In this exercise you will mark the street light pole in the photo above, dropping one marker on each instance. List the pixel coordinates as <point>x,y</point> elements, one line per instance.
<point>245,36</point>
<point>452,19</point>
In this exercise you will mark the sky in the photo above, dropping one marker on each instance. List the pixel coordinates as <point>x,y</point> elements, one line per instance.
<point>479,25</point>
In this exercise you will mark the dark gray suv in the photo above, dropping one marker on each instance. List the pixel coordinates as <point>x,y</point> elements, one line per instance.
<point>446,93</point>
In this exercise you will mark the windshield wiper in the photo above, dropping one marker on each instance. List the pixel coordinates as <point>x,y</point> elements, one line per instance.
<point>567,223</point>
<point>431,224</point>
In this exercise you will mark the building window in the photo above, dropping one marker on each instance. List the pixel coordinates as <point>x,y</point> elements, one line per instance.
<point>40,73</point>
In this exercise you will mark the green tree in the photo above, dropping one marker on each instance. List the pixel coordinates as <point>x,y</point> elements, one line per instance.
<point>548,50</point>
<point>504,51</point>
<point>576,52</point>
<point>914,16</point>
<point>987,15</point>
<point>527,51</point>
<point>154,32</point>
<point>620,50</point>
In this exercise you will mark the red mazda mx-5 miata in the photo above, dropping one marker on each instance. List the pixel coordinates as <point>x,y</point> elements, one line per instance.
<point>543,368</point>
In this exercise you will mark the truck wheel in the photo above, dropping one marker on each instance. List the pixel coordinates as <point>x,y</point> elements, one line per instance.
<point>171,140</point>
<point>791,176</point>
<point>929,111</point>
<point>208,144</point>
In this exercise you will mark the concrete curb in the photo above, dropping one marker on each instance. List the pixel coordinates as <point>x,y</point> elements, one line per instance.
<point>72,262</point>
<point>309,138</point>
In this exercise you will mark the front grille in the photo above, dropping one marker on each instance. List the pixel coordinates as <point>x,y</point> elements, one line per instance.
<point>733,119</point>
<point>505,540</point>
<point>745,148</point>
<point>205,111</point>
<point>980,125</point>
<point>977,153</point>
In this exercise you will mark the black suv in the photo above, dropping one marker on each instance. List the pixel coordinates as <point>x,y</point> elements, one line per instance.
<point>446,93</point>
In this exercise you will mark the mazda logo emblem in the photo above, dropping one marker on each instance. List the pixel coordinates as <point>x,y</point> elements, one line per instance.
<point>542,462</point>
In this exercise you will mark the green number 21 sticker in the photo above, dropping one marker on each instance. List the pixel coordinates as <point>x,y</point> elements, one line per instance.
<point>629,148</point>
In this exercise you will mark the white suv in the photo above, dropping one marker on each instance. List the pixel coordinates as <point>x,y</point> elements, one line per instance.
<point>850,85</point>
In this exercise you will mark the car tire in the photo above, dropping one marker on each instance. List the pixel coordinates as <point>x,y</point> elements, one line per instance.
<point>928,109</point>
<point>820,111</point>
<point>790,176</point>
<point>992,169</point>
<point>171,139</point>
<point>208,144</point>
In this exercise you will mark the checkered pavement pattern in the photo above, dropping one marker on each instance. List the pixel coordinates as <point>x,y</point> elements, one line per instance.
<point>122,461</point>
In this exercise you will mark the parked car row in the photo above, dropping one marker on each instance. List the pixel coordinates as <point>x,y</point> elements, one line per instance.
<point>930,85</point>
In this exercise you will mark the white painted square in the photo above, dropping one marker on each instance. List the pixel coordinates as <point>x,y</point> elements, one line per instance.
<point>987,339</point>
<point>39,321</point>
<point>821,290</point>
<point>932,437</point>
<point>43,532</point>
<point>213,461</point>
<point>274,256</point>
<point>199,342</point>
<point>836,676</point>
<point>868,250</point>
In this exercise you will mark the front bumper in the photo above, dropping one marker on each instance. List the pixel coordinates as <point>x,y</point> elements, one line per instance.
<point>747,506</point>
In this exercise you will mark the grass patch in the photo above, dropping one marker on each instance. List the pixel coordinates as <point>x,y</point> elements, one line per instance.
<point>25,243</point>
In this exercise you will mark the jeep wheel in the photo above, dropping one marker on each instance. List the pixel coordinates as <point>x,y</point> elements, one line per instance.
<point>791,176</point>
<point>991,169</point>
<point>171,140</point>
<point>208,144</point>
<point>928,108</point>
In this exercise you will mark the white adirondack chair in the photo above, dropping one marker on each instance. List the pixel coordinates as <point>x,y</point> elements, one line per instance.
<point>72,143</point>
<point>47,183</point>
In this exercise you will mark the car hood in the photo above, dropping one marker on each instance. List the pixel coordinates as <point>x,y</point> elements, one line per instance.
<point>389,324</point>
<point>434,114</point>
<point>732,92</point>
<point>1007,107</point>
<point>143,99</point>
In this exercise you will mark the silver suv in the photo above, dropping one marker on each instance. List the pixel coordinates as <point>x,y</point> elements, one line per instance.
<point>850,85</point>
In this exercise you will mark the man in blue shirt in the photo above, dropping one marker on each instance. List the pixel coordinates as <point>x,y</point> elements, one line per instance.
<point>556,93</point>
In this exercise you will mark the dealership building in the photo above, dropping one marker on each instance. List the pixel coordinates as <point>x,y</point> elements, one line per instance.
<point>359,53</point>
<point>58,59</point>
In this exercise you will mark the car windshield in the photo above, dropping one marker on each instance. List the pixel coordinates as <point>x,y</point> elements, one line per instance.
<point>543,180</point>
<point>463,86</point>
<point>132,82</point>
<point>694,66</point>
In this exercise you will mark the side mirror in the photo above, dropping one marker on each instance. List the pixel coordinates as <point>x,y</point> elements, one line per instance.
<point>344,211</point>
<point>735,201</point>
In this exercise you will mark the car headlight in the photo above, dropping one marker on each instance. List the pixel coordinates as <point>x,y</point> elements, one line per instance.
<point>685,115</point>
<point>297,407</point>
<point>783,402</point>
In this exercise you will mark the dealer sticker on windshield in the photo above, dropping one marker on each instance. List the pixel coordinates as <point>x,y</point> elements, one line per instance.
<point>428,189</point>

◇ ◇ ◇ ◇ ◇ ◇ ◇

▶ _Your task_
Reproduce only the part of the listing that begins at the line containing "In this exercise you will mark the front bumper" and ends with the line containing "<point>47,183</point>". Keep every line unchanged.

▶ _Output_
In this exercise you will mark the front bumper in the photo above, dropping one marker on each instance. List the pixel coordinates as <point>x,y</point> elements, one line per instance.
<point>747,506</point>
In this exercise you will mark the grass patch in the photo above, dropping one marker on each instance. List the pixel coordinates as <point>x,y</point> elements, one line per instance.
<point>25,243</point>
In this exercise you will mark the jeep wheel in the photo above, dropping one marker on each instance. List the pixel coordinates as <point>x,y</point> elements, one line per instance.
<point>791,176</point>
<point>991,169</point>
<point>171,140</point>
<point>208,144</point>
<point>928,108</point>
In this exercise you will mark the white adirondack chair in the photo above, dropping one marker on each instance. List the pixel coordinates as <point>x,y</point> elements, one line per instance.
<point>72,143</point>
<point>47,183</point>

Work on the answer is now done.